--- BEGIN Provided entries ---

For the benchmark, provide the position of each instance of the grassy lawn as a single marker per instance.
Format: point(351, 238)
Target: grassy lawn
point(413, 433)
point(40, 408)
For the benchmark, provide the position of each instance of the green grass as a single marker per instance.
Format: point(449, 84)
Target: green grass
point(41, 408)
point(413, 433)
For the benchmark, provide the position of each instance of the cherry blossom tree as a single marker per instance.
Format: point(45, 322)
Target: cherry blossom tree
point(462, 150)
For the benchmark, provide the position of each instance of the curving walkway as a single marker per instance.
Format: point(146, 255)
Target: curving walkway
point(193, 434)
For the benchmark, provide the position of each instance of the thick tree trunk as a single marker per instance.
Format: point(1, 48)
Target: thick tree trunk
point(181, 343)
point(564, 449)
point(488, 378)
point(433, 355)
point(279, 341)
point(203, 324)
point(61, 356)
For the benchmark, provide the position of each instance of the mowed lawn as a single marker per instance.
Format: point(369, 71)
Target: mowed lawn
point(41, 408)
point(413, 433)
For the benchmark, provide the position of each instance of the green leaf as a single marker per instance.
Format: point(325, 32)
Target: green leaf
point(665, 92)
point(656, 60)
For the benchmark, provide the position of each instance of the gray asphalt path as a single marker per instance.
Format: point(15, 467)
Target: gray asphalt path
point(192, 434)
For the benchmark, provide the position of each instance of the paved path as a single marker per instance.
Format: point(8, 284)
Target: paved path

--- END Provided entries ---

**What you are asked to do:**
Rewrite the part of the items that opens with the line containing "trunk as a single marker per instance." and closes with the last line of the items, swapping "mowed lawn" for "trimmed lawn" and leaving everything else unchanged.

**Response:**
For the benchmark, provide the position of each instance of the thick tree trunk as a single marker per instance.
Format: point(1, 48)
Target: thick tree trunk
point(181, 343)
point(564, 449)
point(488, 378)
point(433, 355)
point(279, 341)
point(203, 324)
point(61, 356)
For the benchmark, provide the position of each instance of the trimmed lawn as a single marker per instance.
Format: point(369, 71)
Target: trimmed lawn
point(41, 408)
point(413, 433)
For the benchmark, provide the position of each instance of the green leaf as a single marker per instance.
Format: point(325, 32)
Target: green leaf
point(665, 92)
point(656, 60)
For the benchmark, provide the position of each instance of the gray asphalt path as a single marker per instance.
Format: point(15, 467)
Target: gray asphalt path
point(192, 434)
For the benchmark, provide the position of each instance of the paved path as a single marker per instance.
Format: point(8, 284)
Target: paved path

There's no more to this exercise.